■ **Work item**: Give again, word for word, every line in the entries below from the line with "Target: bus registration plate" up to and including the line with "mark: the parked car", and no other line.

[Dataset entries]
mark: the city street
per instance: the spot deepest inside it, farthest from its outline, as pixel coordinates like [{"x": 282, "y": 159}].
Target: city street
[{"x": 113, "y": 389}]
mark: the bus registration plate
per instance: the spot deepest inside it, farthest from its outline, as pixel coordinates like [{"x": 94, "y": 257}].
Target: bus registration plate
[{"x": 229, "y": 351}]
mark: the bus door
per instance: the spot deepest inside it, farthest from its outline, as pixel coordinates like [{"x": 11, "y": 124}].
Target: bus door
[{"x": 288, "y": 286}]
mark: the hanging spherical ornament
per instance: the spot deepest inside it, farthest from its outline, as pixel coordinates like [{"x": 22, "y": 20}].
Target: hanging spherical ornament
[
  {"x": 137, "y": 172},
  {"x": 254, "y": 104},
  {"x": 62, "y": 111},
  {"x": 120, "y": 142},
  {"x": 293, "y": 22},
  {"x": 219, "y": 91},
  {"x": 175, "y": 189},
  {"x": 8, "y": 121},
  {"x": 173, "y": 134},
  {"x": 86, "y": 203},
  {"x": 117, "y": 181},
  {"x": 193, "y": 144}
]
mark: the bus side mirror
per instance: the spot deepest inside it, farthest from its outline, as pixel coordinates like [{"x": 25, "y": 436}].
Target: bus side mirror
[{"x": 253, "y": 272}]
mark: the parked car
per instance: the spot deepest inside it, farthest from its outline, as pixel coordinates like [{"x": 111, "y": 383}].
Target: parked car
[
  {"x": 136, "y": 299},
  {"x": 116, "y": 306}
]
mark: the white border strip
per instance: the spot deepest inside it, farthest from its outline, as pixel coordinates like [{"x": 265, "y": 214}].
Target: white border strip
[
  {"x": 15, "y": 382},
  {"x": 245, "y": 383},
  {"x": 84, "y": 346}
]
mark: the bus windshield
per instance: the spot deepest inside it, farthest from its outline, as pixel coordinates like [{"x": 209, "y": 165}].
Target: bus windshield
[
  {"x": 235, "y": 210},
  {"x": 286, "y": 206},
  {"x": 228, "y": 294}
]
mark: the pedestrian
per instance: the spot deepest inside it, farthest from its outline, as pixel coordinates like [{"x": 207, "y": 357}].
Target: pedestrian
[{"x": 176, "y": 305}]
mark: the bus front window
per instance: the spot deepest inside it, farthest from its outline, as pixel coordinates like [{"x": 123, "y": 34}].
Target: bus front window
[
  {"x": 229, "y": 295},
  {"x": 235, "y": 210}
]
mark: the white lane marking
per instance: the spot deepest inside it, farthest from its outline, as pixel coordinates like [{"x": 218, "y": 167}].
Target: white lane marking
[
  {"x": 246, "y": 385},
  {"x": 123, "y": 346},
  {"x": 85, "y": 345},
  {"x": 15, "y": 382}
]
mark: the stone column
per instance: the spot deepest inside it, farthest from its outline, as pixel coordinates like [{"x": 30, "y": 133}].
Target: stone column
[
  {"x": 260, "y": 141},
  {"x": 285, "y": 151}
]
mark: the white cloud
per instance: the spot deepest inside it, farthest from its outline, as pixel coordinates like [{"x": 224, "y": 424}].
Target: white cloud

■ **Exercise answer**:
Target: bus registration plate
[{"x": 229, "y": 351}]
mark: the bus door
per instance: the spot deepest inside it, farthest from its outline, as pixel coordinates like [{"x": 11, "y": 124}].
Target: bus door
[{"x": 288, "y": 286}]
mark: the hanging spherical ornament
per instance: the spot deepest inside it, farthest from its outline, as pixel coordinates like [{"x": 22, "y": 20}].
Target: hanging spherical ornament
[
  {"x": 137, "y": 172},
  {"x": 254, "y": 104},
  {"x": 62, "y": 111},
  {"x": 120, "y": 142},
  {"x": 293, "y": 22},
  {"x": 219, "y": 91},
  {"x": 175, "y": 189},
  {"x": 8, "y": 121},
  {"x": 173, "y": 134},
  {"x": 86, "y": 203},
  {"x": 117, "y": 181},
  {"x": 193, "y": 144}
]
mark: the bus side mirror
per instance: the spot deepest inside it, farthest from its outline, as pixel coordinates like [{"x": 25, "y": 436}].
Target: bus side mirror
[{"x": 253, "y": 272}]
mark: the parked car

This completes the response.